Aim of the exercise
The reply should hold every line of the data below, unchanged, and none of the pictures.

Source records
· · ·
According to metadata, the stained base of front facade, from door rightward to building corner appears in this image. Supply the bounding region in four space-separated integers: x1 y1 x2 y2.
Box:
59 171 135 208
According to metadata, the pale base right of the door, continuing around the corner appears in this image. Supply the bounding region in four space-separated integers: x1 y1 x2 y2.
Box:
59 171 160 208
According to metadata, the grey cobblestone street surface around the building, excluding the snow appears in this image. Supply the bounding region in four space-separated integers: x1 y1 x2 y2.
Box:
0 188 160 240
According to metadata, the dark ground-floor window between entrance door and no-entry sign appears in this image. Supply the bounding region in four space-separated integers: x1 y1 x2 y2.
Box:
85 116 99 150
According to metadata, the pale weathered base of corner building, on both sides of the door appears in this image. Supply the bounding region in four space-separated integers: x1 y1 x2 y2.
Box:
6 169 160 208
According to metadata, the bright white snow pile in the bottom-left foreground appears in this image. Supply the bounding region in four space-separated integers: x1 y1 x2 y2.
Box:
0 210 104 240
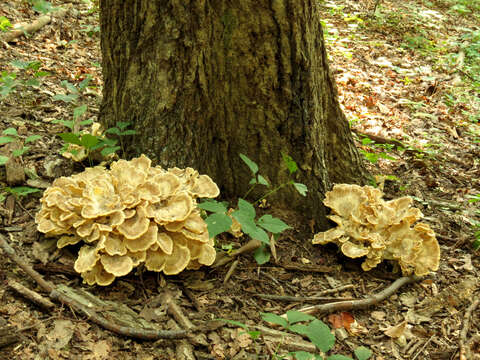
· · ·
Completed task
According to metadata, the stained base of front facade, from door rightward to building corner appears in this image. Supply the bounding region in four space-separated integers: x1 y1 x2 y2.
Box:
59 171 135 208
According to metadata, the pale base right of the door, continuing around the corner appears in this image. Supply the bounding region in four space-separated integers: x1 y1 x2 y2.
Box:
59 171 160 208
According to metadata, the grey cobblestone street surface around the building, excluding the snow appears in this image. Supply the bounding region in four space-separated integers: x1 y1 x2 y2.
Box:
0 188 160 240
According to metadata, the dark ground-floor window between entrance door and no-entry sign appears in this image. Supply the bounding region in four space-separated integers: x1 y1 x2 y2.
Box:
85 116 99 150
According to metadata, the pale weathered base of corner building, on both sides of the door appears in this image. Supply the bounding region in four space-separated integers: x1 y1 x2 y2.
Box:
6 169 160 208
According to metadata, the bright white snow pile in the bottom-left foreground appears in this image. Supply the bounding region in four space-separated integers: x1 y1 x2 y2.
Box:
0 210 104 240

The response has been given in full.